TEXTE EXTRAIT:
Cependant, les choses ne sont pas unilatérales. Le jugement de la Cour suprême rejette, non le pouvoir de l'exécutif de se saisir et d'incarcérer les personnes qu'il désigne comme terroristes, mais le fait de les maintenir, sans procès, indéfiniment en détention.. Si la décision de la Cour suprême indique bien que le pouvoir exécutif ne peut agir en dehors d'un ordre légal, la nature de ce dernier est bien loin de s'insérer dans le cadre d'un Etat de droit.
Bien que les termes de "combattants ennemis" ou de "combattants illégaux", utilisés par l'administration, pour justifier la détention indéfinie des personnes capturées, soient inconnus du droit militaire et pénal, américain ou international, les arrêts promulgués ne s'opposent pas à ces notions. En accordant aux personnes, détenues sous ces incriminations, le droit de pouvoir contester la base factuelle de leur détention, ces jugements opèrent une reconnaissance d'un droit d'exception entièrement créé par le pouvoir exécutif. Les arrêts de la Cour fixent simplement les conditions de fonctionnement de celui-ci. Au lieu de s'opposer à l'anomie, ils insèrent celle-ci dans le droit..
La Cour suprême donne simplement aux prisonniers le droit de faire appel à un juge fédéral, sans leur garantir formellement l'accès à un avocat. Elle cautionne ainsi des procédures d'exception aux stades de la détention et du jugement. A ce dernier niveau, elle installe un véritable système dérogatoire, de renversement de la charge de la preuve, puisque ce sont les prisonniers, qui contestent leur détention, qui devront avancer les éléments attestants qu'ils ne peuvent être concernés par ces incriminations illégales.
Si la Cour suprême a rappelé au pouvoir exécutif que celui-ci ne peut s'extraire du droit, elle ne s'oppose pas aux prérogatives judiciaires que s'accorde l'administration, notamment celle de mettre en place un droit d'exception dans ses rapports avec le reste du monde Elle confirme la "spécificité juridique" américaine. En ne s'opposant pas à la capacité de l'exécutif de déroger aux Conventions de Genève et aux statuts de la Cour pénale internationale. Elle donne une nouvelle légitimité au fait que les instances politiques et judiciaires américaines se sont toujours donné des compétences extraordinaires en matière antiterroriste.
Un rapport de forces permanent
Les frontières entre l'exception pure et sa réintégration dans un ordre juridique ne sont pas définitivement fixées. Les décisions de la Cour suprême permettent, comme dans la notion de "tribunal neutre", une marge d'interprétation dont va user l'administration. Ainsi, le 7 juillet 2004, afin de trouver une parade à ces arrêts, le Pentagone a décidé d'installer une procédure d'examen, hors de tout cadre juridique, d'ordre civil ou militaire. Il s'agit de tribunaux militaires, les "tribunaux de révision du statut de combattant", spécialement chargés d'examiner si la détention des prisonniers, en qualité de « combattants ennemis », est justifiée. Ils sont composés de trois officiers « neutres », dont au moins un juge militaire. Le prisonnier est assisté d'un interprète et d'un officier chargé de l'aider à préparer son dossier. Par contre l'accès à un avocat continue à lui être refusé. Ces cours spéciales, afin de se conformer à l'arrêt de la Cour suprême, doivent informer les prisonniers de leur droit de contester leur détention devant un tribunal fédéral. Ainsi, l'administration pourra faire valoir, devant les juridictions civiles, que les demandes des plaignants ont déjà fait l'objet d'un examen.

SEGMENT DE DONNÉES:

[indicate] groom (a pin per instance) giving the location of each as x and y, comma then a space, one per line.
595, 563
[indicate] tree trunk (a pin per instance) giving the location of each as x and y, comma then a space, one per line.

TRAVAIL DEMANDÉ:
a: Renvoyez tel quel un passage du texte sur les arrêts de la Cour suprême. Commencez aux mots « Si la Cour suprême » et arrêtez-vous après « en matière antiterroriste. ».
b: Pour chaque affirmation, dites si elle s'accorde avec le texte sur les arrêts de la Cour suprême : répondez par oui ou par non, puis citez les mots du texte qui le prouvent. (i) La Cour suprême garantit formellement aux prisonniers l'accès à un avocat. (ii) Les tribunaux de révision du statut de combattant comptent trois officiers. (iii) Devant ces tribunaux militaires, le prisonnier peut être assisté d'un avocat.

CORRIGÉ:
a:
Si la Cour suprême a rappelé au pouvoir exécutif que celui-ci ne peut s'extraire du droit, elle ne s'oppose pas aux prérogatives judiciaires que s'accorde l'administration, notamment celle de mettre en place un droit d'exception dans ses rapports avec le reste du monde Elle confirme la "spécificité juridique" américaine. En ne s'opposant pas à la capacité de l'exécutif de déroger aux Conventions de Genève et aux statuts de la Cour pénale internationale. Elle donne une nouvelle légitimité au fait que les instances politiques et judiciaires américaines se sont toujours donné des compétences extraordinaires en matière antiterroriste.

b:
(i) Non : « sans leur garantir formellement l'accès à un avocat ».
(ii) Oui : « Ils sont composés de trois officiers « neutres », dont au moins un juge militaire ».
(iii) Non : « Par contre l'accès à un avocat continue à lui être refusé ».